(Exercise requirements): What follows is a listing to be transcribed exactly.

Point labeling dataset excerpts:
## Start

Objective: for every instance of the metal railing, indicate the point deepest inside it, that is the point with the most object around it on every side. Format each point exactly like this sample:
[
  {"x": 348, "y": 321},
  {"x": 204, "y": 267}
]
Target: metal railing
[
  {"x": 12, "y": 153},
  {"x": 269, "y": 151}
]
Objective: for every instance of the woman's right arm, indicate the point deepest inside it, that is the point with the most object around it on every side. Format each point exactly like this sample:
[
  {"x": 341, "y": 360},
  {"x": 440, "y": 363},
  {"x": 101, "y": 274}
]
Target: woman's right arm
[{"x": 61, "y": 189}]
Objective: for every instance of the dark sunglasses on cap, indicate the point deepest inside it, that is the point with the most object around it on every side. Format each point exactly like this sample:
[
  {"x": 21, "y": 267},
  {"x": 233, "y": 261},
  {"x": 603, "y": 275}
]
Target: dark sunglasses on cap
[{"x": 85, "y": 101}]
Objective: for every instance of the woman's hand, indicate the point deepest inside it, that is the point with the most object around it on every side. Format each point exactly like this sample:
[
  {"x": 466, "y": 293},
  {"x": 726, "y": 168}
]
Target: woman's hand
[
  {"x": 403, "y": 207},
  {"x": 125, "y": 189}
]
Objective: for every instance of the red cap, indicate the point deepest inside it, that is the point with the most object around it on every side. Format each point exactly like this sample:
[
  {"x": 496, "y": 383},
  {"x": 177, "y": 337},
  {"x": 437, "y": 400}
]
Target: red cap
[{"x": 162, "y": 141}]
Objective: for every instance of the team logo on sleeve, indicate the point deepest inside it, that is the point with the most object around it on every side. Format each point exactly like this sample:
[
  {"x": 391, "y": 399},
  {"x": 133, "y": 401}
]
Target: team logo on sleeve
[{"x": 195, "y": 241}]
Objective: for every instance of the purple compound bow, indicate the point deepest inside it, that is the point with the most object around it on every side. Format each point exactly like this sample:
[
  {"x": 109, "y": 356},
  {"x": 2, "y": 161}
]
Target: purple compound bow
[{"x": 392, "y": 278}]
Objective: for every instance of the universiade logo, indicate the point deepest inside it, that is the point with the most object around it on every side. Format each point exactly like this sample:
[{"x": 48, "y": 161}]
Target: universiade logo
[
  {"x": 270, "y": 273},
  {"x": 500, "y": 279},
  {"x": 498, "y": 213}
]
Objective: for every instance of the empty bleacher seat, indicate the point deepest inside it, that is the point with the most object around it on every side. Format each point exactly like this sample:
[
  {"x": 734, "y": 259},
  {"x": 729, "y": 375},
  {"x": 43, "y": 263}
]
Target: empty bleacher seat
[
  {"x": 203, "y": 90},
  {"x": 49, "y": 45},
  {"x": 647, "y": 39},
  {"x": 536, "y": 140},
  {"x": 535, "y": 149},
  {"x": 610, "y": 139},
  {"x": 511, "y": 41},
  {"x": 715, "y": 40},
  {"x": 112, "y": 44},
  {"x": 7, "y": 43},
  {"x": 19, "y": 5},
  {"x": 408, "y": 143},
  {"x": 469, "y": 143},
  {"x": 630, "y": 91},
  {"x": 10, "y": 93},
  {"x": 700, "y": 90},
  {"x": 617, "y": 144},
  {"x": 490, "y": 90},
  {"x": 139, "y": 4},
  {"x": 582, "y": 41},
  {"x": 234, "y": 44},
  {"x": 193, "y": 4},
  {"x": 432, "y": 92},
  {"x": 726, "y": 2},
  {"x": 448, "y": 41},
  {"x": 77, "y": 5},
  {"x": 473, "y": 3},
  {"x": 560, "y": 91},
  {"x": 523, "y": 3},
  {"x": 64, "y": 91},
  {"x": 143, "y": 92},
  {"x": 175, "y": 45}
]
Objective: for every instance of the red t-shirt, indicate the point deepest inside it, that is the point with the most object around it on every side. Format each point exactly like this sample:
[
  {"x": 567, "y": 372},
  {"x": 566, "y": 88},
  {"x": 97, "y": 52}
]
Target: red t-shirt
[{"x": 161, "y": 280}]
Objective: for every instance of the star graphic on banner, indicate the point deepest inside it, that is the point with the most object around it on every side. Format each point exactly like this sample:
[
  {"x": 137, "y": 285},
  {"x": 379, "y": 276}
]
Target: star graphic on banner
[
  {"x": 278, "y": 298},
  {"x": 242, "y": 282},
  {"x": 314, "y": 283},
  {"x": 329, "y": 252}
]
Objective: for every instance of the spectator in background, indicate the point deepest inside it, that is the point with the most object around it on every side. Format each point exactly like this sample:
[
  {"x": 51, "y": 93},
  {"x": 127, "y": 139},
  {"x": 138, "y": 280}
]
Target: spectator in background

## End

(Problem solution):
Objective: for every instance of the metal railing, indicate the point deepest inside it, that is the point with the most object around it on every side. Format each point exactly like this sample:
[
  {"x": 348, "y": 321},
  {"x": 204, "y": 267}
]
Target: metal railing
[
  {"x": 12, "y": 153},
  {"x": 269, "y": 151}
]
Objective: for every instance of the woman's right arm, indicate the point deepest inside it, that is the point with the most object around it on every side. Format each point exactly like this sample:
[
  {"x": 341, "y": 360},
  {"x": 440, "y": 363},
  {"x": 101, "y": 274}
]
Target: woman's right arm
[{"x": 61, "y": 189}]
Objective: for every instance of the dark sunglasses on cap, indicate the point deepest inside it, that is the point with the most object around it on every side. Format each point exactly like this sample:
[
  {"x": 21, "y": 267},
  {"x": 233, "y": 261},
  {"x": 603, "y": 275}
]
Target: dark sunglasses on cap
[{"x": 85, "y": 101}]
Objective: for every instance of the woman's hand, indicate the point deepest inside it, that is the point with the most object around it on every side. Format each point exactly like this sample:
[
  {"x": 466, "y": 293},
  {"x": 726, "y": 168}
]
Target: woman's hand
[
  {"x": 403, "y": 207},
  {"x": 125, "y": 189}
]
Objective: for every instance of the red cap, indicate the point deepest inside it, that is the point with the most object around it on every side. Format each point exactly like this sample:
[
  {"x": 496, "y": 383},
  {"x": 177, "y": 337},
  {"x": 437, "y": 400}
]
Target: red cap
[{"x": 162, "y": 141}]
Objective: for every instance of the team logo on sleeve, indicate the point deepest inside it, that is the point with the most object around it on every side. Format each point exactly like this sample:
[
  {"x": 391, "y": 399},
  {"x": 133, "y": 401}
]
Target: team logo on sleeve
[{"x": 195, "y": 241}]
Objective: for every instance of the purple compound bow, indicate the point deepest inside it, that is the point with the most object around it on every side. Format each point exactly like this sample:
[
  {"x": 109, "y": 356},
  {"x": 2, "y": 161}
]
Target: purple compound bow
[{"x": 392, "y": 278}]
Objective: for every instance of the universiade logo, indicate the point deepest inside it, that is the point with the most object around it on every side. Format each point exactly like this sample:
[{"x": 48, "y": 161}]
Target: universiade logo
[
  {"x": 270, "y": 273},
  {"x": 500, "y": 279},
  {"x": 498, "y": 213}
]
Objective: for every instance of the empty bleacher seat, indicate the point deepest inside it, that is the point with the most object around it on every side. Format each point exactly like this sample:
[
  {"x": 734, "y": 259},
  {"x": 729, "y": 375},
  {"x": 43, "y": 263}
]
Target: empty bleacher seat
[
  {"x": 203, "y": 90},
  {"x": 49, "y": 45},
  {"x": 647, "y": 39},
  {"x": 536, "y": 140},
  {"x": 535, "y": 149},
  {"x": 610, "y": 139},
  {"x": 511, "y": 41},
  {"x": 715, "y": 40},
  {"x": 112, "y": 44},
  {"x": 7, "y": 43},
  {"x": 19, "y": 5},
  {"x": 408, "y": 143},
  {"x": 469, "y": 143},
  {"x": 630, "y": 91},
  {"x": 10, "y": 93},
  {"x": 700, "y": 90},
  {"x": 617, "y": 144},
  {"x": 490, "y": 90},
  {"x": 139, "y": 4},
  {"x": 582, "y": 41},
  {"x": 234, "y": 44},
  {"x": 193, "y": 4},
  {"x": 432, "y": 92},
  {"x": 726, "y": 2},
  {"x": 448, "y": 41},
  {"x": 77, "y": 5},
  {"x": 473, "y": 3},
  {"x": 560, "y": 91},
  {"x": 523, "y": 3},
  {"x": 64, "y": 91},
  {"x": 143, "y": 92},
  {"x": 175, "y": 45}
]
Objective: for every instance of the red t-shirt, indicate the point deepest inside it, that is the point with the most object around it on every side. Format each point exactly like this sample:
[
  {"x": 567, "y": 372},
  {"x": 566, "y": 88},
  {"x": 97, "y": 52}
]
Target: red t-shirt
[{"x": 161, "y": 280}]
Objective: for every instance of the star graphic on banner, indicate the point deepest inside it, that is the point with the most object around it on every side. Format each point exactly like this sample:
[
  {"x": 137, "y": 285},
  {"x": 379, "y": 276}
]
Target: star graphic on banner
[
  {"x": 278, "y": 298},
  {"x": 242, "y": 282},
  {"x": 314, "y": 283},
  {"x": 329, "y": 252}
]
Objective: for every instance of the spectator in background, indicate the point deepest inside it, that is the point with the most object around it on every side. Format each point exactly like this sample:
[
  {"x": 51, "y": 93},
  {"x": 127, "y": 139},
  {"x": 138, "y": 280}
]
Target: spectator in background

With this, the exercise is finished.